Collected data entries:
—————

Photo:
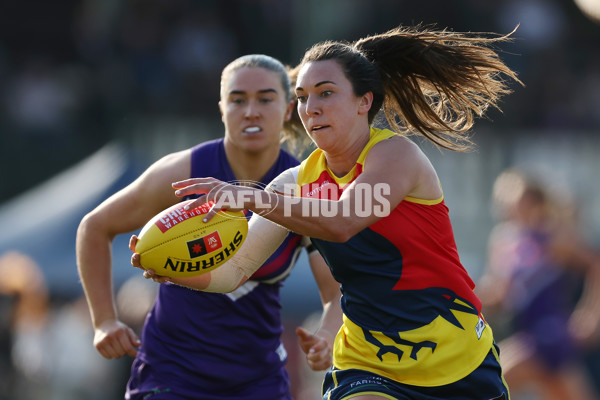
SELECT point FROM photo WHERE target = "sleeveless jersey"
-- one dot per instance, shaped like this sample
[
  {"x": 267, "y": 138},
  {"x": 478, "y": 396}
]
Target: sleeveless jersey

—————

Problem description: Reproduce each line, exactly as it appears, from the one that contains "SELECT point FROM" through the last line of the records. Add no other lines.

Response to the exercise:
SELECT point FROM photo WHERE target = "sleeveless jersey"
-- one dot per instance, shaped like this sample
[
  {"x": 267, "y": 138},
  {"x": 478, "y": 396}
]
Target: sleeveless jersey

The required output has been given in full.